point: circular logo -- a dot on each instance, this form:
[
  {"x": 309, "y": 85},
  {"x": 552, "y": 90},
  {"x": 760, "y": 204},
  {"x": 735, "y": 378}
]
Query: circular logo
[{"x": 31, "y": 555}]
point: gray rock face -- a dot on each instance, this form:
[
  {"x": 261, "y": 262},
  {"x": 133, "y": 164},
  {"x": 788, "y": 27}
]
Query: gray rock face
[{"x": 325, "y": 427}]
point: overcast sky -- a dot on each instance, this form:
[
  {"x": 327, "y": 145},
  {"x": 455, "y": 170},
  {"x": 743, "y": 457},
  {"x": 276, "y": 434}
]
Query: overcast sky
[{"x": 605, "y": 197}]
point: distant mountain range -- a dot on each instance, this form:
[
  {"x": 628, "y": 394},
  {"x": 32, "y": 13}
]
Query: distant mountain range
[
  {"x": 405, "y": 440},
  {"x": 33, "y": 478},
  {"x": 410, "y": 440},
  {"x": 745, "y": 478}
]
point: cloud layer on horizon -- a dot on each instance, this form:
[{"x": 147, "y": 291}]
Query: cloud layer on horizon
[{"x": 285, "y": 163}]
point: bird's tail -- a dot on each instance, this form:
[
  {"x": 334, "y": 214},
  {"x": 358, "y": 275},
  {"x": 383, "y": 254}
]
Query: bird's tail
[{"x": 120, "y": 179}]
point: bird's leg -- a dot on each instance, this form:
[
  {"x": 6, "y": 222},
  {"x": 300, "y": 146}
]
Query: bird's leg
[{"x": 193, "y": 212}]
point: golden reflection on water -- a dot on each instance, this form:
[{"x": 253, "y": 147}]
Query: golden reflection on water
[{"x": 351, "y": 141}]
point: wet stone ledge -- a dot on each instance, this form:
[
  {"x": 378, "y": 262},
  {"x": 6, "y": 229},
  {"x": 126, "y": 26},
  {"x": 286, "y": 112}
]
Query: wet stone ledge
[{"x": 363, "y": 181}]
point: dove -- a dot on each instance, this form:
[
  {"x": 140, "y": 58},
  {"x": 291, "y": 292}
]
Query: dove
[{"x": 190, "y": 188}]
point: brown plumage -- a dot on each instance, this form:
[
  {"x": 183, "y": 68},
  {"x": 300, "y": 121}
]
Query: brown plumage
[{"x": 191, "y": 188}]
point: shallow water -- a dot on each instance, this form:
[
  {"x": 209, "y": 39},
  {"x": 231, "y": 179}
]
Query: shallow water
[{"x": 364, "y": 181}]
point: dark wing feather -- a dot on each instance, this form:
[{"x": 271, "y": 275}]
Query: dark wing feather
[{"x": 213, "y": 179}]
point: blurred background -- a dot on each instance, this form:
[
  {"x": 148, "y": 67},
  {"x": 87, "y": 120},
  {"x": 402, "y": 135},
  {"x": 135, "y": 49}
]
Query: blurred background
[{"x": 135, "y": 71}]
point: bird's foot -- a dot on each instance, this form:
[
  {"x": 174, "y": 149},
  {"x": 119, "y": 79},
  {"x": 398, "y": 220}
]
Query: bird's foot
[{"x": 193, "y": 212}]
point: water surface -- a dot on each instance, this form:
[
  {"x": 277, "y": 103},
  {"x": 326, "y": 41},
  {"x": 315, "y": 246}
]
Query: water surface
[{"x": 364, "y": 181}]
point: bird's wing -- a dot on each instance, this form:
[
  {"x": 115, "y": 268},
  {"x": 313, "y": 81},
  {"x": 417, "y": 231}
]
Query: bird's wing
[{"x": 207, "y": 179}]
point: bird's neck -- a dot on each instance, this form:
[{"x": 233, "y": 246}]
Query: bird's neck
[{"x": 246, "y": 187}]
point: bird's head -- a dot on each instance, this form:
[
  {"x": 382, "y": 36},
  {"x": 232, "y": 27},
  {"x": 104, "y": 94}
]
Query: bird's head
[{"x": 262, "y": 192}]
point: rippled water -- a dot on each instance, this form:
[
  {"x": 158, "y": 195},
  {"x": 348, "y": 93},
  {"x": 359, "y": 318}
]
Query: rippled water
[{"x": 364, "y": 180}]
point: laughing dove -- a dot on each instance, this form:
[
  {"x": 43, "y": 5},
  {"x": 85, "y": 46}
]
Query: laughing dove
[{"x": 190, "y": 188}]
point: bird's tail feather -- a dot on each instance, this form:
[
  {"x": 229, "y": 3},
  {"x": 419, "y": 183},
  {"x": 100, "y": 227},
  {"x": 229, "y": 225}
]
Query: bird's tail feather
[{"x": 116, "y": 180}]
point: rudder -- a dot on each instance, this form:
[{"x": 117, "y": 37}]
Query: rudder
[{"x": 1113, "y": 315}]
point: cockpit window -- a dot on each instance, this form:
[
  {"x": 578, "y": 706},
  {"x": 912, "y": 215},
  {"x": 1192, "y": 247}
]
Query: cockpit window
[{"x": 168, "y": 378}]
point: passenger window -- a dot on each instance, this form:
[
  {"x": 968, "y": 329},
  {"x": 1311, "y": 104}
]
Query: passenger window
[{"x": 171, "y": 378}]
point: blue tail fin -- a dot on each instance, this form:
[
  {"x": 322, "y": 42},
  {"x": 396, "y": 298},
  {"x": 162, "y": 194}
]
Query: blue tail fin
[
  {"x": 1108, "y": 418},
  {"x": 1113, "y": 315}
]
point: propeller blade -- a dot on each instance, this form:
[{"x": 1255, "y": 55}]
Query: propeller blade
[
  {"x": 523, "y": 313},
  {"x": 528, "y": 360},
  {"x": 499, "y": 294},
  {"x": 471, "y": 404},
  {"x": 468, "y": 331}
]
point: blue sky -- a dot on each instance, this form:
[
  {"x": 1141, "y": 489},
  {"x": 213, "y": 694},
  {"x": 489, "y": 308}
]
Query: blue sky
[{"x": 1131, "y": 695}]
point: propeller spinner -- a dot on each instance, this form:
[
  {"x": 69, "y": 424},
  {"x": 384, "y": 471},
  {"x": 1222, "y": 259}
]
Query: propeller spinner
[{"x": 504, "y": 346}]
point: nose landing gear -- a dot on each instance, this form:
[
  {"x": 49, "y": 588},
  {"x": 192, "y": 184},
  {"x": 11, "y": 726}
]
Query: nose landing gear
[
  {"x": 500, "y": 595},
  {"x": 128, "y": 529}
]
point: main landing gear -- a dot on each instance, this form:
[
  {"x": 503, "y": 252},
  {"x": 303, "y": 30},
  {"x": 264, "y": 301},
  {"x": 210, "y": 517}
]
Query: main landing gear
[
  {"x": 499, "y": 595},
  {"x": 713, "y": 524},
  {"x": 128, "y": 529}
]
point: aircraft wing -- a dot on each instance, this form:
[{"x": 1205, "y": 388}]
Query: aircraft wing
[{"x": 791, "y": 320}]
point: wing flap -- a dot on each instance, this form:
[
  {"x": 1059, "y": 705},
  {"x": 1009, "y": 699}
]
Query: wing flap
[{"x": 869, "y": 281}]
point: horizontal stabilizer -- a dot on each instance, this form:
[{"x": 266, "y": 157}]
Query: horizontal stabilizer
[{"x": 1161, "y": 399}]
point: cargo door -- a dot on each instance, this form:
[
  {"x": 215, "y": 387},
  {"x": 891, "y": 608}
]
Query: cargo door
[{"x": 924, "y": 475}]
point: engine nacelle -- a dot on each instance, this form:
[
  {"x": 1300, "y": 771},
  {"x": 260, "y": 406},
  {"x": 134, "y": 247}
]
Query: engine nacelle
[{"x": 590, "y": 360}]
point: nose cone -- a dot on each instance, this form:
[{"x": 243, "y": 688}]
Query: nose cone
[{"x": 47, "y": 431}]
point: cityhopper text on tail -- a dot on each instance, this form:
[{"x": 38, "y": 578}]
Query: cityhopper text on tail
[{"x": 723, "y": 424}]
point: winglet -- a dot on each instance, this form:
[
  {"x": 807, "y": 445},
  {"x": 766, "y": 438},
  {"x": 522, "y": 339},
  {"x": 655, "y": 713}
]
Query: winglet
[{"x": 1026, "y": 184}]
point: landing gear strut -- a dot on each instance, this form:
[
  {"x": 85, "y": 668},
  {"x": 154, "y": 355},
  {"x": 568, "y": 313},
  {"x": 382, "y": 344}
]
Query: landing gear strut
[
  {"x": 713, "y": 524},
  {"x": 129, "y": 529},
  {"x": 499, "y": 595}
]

### Job
Retype exactly, please, each line from the line that contains "point: aircraft wing" through the last line of the entries above, with nothing added.

### The output
point: aircraft wing -- a dot on each instance, this form:
[{"x": 1205, "y": 388}]
Query: aircraft wing
[{"x": 791, "y": 320}]
point: wing flap -- a dot on each instance, this form:
[
  {"x": 1059, "y": 705},
  {"x": 1009, "y": 699}
]
Query: wing flap
[{"x": 869, "y": 281}]
point: horizontal stabilizer -- a dot on each instance, this form:
[{"x": 266, "y": 157}]
Query: horizontal stabilizer
[{"x": 1161, "y": 399}]
point: cargo door -- a dot on each instance, this form:
[
  {"x": 215, "y": 387},
  {"x": 891, "y": 608}
]
Query: cargo door
[{"x": 924, "y": 475}]
point: engine nacelle -- a dot on each instance, this form:
[
  {"x": 1300, "y": 771},
  {"x": 260, "y": 406},
  {"x": 134, "y": 247}
]
Query: engine nacelle
[{"x": 590, "y": 360}]
point: nose cone -- a dot on each instance, this form:
[{"x": 243, "y": 688}]
Query: nose cone
[{"x": 47, "y": 431}]
point: cityhopper text on tail -- a dot on each instance, this form:
[{"x": 38, "y": 578}]
Query: cityhopper text on tail
[{"x": 723, "y": 424}]
point: winglet -- a dot on each instance, this form:
[
  {"x": 807, "y": 445},
  {"x": 766, "y": 438},
  {"x": 522, "y": 339},
  {"x": 655, "y": 713}
]
Query: winglet
[{"x": 1026, "y": 184}]
point: landing gear strut -- a dot on each instance, this form:
[
  {"x": 85, "y": 668},
  {"x": 154, "y": 355},
  {"x": 568, "y": 313},
  {"x": 382, "y": 344}
]
Query: landing gear strut
[
  {"x": 713, "y": 524},
  {"x": 129, "y": 529},
  {"x": 499, "y": 595}
]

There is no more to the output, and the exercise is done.